(Items listed in a dataset)
....

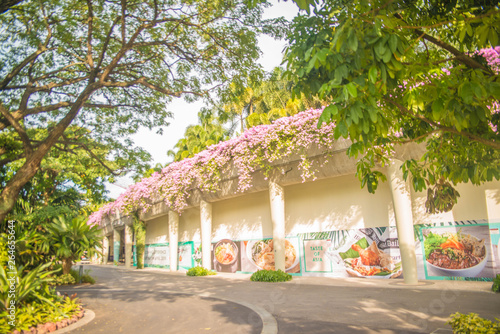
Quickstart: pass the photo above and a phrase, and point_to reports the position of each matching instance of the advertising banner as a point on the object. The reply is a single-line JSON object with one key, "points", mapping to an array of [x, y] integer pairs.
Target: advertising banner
{"points": [[185, 255], [157, 255], [249, 256], [368, 252], [459, 250]]}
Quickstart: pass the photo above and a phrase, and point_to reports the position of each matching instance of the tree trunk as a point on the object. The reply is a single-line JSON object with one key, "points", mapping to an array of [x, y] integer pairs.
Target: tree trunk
{"points": [[67, 263], [6, 4], [9, 194]]}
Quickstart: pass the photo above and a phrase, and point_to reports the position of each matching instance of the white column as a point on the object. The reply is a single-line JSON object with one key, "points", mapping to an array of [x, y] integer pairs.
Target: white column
{"points": [[401, 198], [128, 246], [206, 233], [105, 247], [116, 246], [173, 238], [277, 199]]}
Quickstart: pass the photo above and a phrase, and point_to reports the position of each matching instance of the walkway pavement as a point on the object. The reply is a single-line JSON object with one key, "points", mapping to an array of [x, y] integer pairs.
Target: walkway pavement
{"points": [[157, 301]]}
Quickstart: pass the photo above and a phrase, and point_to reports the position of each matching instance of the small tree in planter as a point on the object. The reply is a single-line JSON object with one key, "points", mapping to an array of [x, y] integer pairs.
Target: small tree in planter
{"points": [[69, 239]]}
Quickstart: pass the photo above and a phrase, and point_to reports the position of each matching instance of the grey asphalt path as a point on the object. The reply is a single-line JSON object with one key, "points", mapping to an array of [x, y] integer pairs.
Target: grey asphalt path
{"points": [[157, 301]]}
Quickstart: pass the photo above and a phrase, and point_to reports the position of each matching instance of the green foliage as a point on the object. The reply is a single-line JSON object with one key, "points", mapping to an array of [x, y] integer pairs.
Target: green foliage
{"points": [[71, 238], [77, 81], [270, 276], [30, 286], [400, 72], [473, 324], [34, 313], [197, 138], [199, 271], [496, 284], [86, 278], [64, 279]]}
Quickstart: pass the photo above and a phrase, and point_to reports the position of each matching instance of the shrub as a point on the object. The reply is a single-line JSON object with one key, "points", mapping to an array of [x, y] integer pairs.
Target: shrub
{"points": [[270, 276], [32, 314], [88, 279], [199, 271], [473, 324], [64, 280], [30, 286], [496, 284]]}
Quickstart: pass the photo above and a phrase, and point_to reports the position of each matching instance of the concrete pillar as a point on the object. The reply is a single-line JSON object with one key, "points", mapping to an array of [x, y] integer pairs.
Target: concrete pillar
{"points": [[116, 246], [105, 247], [401, 198], [128, 246], [173, 238], [206, 233], [277, 199]]}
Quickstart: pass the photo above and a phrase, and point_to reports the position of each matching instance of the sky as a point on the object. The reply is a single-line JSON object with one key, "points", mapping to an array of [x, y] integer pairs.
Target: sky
{"points": [[185, 114]]}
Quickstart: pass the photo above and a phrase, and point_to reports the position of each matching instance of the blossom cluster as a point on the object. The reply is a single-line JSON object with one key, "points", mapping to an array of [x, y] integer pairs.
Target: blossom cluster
{"points": [[258, 148]]}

....

Requirement
Reproduce every line of the material above word for word, leaving out the pictures.

Answer for this exercise
Quickstart: pass the photo above and a phrase, and point_to reports the position of each matching instance of the advertising banner as a point on the object. The reply is a single-line JSON object with one key, "points", mapping to an array of [x, y] integer pairs.
Target: advertising banner
{"points": [[185, 255], [157, 255], [249, 256], [368, 252], [459, 250]]}
Quickstart: pass the photo above and a phrase, and point_to reports the position of each matching instance of the tree trunk as a point on the object. The reply is a single-line JSON object with one key, "points", mapping to an array of [x, y] integer pairs.
Target: tree trunk
{"points": [[67, 263], [6, 4], [9, 194]]}
Quickstart: pass the photo above and a phrase, and point_to reports the position of each matching instance of the white column as a point on the object. The reply is a single-line JSON object with one key, "points", mapping to an array of [x, y] integer pairs.
Target: white column
{"points": [[401, 198], [128, 246], [206, 233], [105, 247], [116, 246], [173, 238], [277, 199]]}
Quickstart: pass the photo above and a phrase, and point_to reports the position of each matching instance of the walkway pavement as a point on the object. The reply is a single-line JSON object with one key, "points", mapping to an array of [x, y] integer pairs.
Target: walkway pavement
{"points": [[157, 301]]}
Quickstart: pass the photo above and a phrase, and point_to reports the position of each matching instance of the small tree in planter as a point on the object. The reply is a single-line JSON object with one key, "points", mapping to an array of [x, y] integer pairs.
Target: small tree in planter
{"points": [[69, 239]]}
Quickstart: pass the photo above and a phrase, and point_to reports the position of each matching instance of the grey asphalt path as a point on the object. The reply is a single-line JSON object with one key, "points", mapping to an array of [x, y] integer pairs.
Target: grey asphalt path
{"points": [[157, 301]]}
Quickstart: pass the photo above and a phrase, and point_to reports the position of each matching instance of the green foliage as a point on the object. The reply is a single-line JSON object with one key, "points", mapping to an array of [x, y] integer pairs.
Target: green foliage
{"points": [[71, 238], [77, 81], [270, 276], [30, 286], [400, 72], [473, 324], [34, 313], [197, 138], [199, 271], [496, 284], [86, 278], [64, 279]]}
Quickstart: pass the photo above and a phrase, and point_to reports the position of each matching instance of the shrub as a point on the object. The reply is a single-line JSON object with one key, "points", mapping to an array of [x, y] integer pairs.
Target: shrub
{"points": [[270, 276], [32, 314], [88, 279], [199, 271], [473, 324], [64, 280], [30, 286], [496, 284]]}
Quickstart: pass the photo above and a phrase, and point_to reports the position of each matching instance of the concrete pillar as a point on the object. The reply is a single-line JSON object with one key, "points", mapping to an array of [x, y] integer pairs.
Target: concrete pillar
{"points": [[116, 246], [105, 247], [401, 198], [128, 246], [173, 238], [206, 233], [277, 199]]}
Quickstart: pass the photo above and a phrase, and point_to reports the position of each matching instance of the sky as a point on the object. The reply is a single-line JSON object with one key, "points", mapping to an array of [x, y] integer pairs.
Target: sky
{"points": [[185, 114]]}
Quickstart: pass the photo above and a phrase, and point_to reports the position of each matching instance of the blossom cluster as a point on the object. The reply is a single-line JSON object with one key, "points", mapping to an array of [x, y] integer pairs.
Target: blossom cluster
{"points": [[258, 148]]}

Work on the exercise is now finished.